Could you lay out every line of the listing below as a numbered list, skipping blank lines and leaving the pictures out?

◆ Records from a point annotation dataset ◆

· · · · · · ·

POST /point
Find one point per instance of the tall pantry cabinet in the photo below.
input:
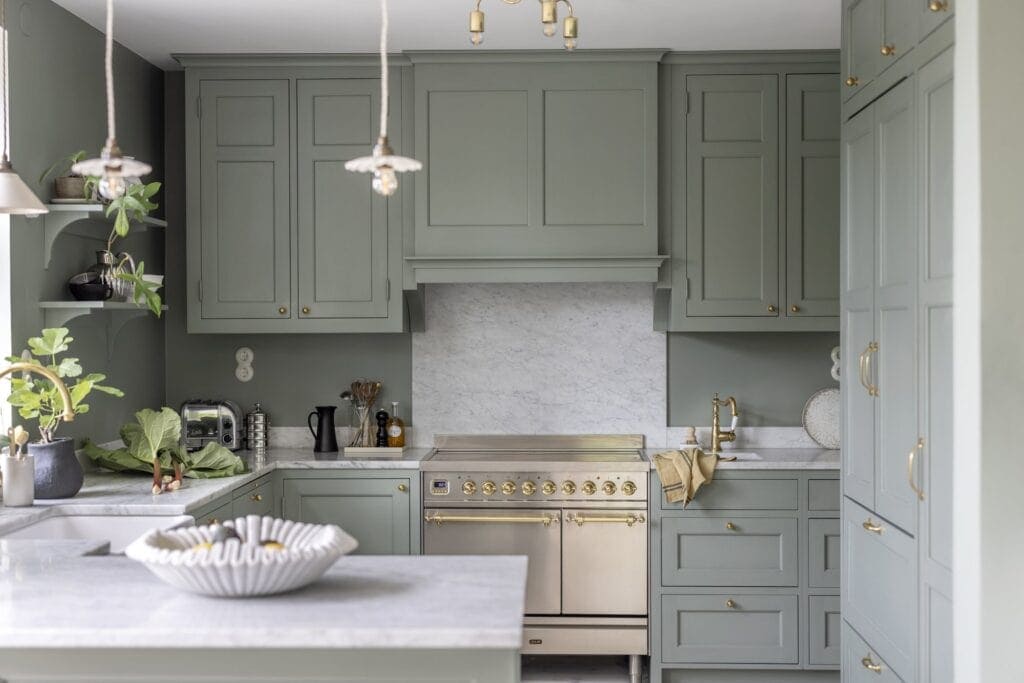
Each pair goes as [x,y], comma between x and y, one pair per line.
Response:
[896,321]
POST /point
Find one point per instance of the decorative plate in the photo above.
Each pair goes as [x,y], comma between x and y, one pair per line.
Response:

· · · · · · ·

◆ Result for this exercise ◆
1. POST /point
2. Find one point per instance of the tall pantry cabinet in the photo below.
3. input:
4. Each pair goes as [x,y], comma between x and y, one pair per line.
5. Response:
6. [896,321]
7. POST /point
8. Find one point per instance of the decorative plate in the photo above.
9. Each pair goes as [x,y], comma between x and y, one pair per line.
10. Response:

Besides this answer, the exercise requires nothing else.